Documento de origem:
◇ ◇ ◇ ◇ ◇

Data de leitura: 31-03-2024
a 07-04-2024 Nome: Luísa FRESTA
Ficha de leitura
Título: O
VENTO CONHECE O MEU NOME
Autor: Isabel
Allende[1]
Editora: Porto
Editora ©
Coleção/ Edição: -
Ano de publicação: 2023
Género literário: Romance
Tradução: Carla Ribeiro
Número de páginas: 268
Resumo: Em janeiro deste mesmo ano escrevi umas
notas sobre VIOLETA, o anterior romance de Isabel Allende. Tenho sempre alguma
dificuldade em separar-me de uma obra e de um autor, quando acabo de ler um
livro. Desta vez não foi diferente. Por esse motivo andei a adiar a leitura do
epílogo, temendo (e ao mesmo tempo desejando) encontrar algumas explicações e
soluções sobre questões que vinham sendo adiadas, como costuma acontecer com os
grandes narradores, até quase ao desfecho.
O VENTO
CONHECE O MEU NOME cativa desde o primeiro parágrafo. Ao longo dos vários
capítulos vamos conhecendo as personagens (por vezes pela sua própria voz), as
circunstâncias, sempre com períodos marcantes da História universal como pano de
fundo, como os primórdios e os despojos da II Guerra Mundial, na Europa. Isabel
Allende é uma escritora rigorosa que respeita a verdade histórica, malha sobre
a qual vai tecendo os seus enredos sempre muito convincentes, realistas e mesmo
assim surpreendentes e extraordinários.
Quase nada
será verdade absoluta, mas quase tudo é possível e provável, recorrente, uma
quase transcrição de múltiplas realidades. Muitas vidas e acontecimentos se
escondem por trás das personagens e dos seus dramas familiares e sociais.
Romancear talvez seja a arte de contar verdades com mentiras. Os franceses
chamariam a isto uma “boutade” (um dito vivo, imprevisto, original, que
roça o paradoxo), mas é esse tipo de sensação que o romance sugere.

◇ ◇ ◇ ◇ ◇

Itens fornecidos:
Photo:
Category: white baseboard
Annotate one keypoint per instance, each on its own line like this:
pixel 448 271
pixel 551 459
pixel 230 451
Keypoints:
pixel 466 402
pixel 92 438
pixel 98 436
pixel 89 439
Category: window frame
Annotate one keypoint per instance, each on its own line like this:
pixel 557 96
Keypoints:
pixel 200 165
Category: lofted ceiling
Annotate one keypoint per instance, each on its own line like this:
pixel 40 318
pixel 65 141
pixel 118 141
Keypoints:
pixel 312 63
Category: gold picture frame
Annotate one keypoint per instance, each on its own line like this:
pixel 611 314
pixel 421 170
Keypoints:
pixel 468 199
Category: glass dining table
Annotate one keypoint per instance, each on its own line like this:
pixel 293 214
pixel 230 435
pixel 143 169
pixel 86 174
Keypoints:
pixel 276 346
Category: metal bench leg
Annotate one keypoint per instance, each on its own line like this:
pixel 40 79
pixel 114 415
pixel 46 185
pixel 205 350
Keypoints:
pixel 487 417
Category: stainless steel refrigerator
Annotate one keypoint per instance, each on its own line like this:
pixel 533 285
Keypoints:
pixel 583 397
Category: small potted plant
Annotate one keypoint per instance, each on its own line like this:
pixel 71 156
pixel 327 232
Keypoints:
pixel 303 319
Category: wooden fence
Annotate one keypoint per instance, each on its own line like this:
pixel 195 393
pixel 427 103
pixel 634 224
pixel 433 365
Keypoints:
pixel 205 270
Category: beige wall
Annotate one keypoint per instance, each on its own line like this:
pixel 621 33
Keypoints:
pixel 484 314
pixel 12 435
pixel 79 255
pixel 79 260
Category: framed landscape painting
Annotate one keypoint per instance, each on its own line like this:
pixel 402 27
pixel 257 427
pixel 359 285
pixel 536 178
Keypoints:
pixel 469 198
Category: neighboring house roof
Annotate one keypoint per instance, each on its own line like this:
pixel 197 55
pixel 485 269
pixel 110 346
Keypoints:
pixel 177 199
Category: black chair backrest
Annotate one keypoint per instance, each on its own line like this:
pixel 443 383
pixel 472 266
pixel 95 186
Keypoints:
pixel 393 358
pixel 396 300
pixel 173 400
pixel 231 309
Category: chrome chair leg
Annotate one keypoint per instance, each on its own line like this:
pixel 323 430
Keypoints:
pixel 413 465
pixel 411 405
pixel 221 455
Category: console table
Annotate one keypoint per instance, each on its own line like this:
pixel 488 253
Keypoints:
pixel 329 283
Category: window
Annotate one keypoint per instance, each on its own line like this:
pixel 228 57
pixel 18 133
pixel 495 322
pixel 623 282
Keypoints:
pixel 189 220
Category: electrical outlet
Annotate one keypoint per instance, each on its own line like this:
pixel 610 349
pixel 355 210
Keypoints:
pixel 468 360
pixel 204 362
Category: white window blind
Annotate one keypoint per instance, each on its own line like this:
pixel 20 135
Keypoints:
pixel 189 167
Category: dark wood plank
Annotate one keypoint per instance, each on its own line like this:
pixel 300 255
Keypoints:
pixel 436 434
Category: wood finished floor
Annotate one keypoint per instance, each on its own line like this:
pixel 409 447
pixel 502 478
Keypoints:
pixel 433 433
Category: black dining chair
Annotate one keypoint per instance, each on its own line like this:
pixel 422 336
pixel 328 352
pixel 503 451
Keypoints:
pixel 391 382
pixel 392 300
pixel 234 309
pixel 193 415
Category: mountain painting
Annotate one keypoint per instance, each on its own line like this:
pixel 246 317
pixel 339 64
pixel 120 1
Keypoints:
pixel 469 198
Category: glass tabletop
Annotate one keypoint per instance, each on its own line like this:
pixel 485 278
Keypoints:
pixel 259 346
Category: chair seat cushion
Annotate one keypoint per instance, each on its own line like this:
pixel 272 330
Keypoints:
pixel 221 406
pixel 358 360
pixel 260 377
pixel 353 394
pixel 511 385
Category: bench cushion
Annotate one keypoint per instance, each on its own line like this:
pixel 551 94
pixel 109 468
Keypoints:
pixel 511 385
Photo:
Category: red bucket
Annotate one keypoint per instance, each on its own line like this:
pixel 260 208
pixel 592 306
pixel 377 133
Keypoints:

◇ ◇ ◇ ◇ ◇

Instruções da tarefa: Transcreve da ficha de leitura, palavra por palavra, o trecho que começa em "Romancear talvez seja" e segue até "o romance sugere.". Os itens apresentados não são necessários para este trabalho.

Resposta final:
Romancear talvez seja a arte de contar verdades com mentiras. Os franceses
chamariam a isto uma “boutade” (um dito vivo, imprevisto, original, que
roça o paradoxo), mas é esse tipo de sensação que o romance sugere.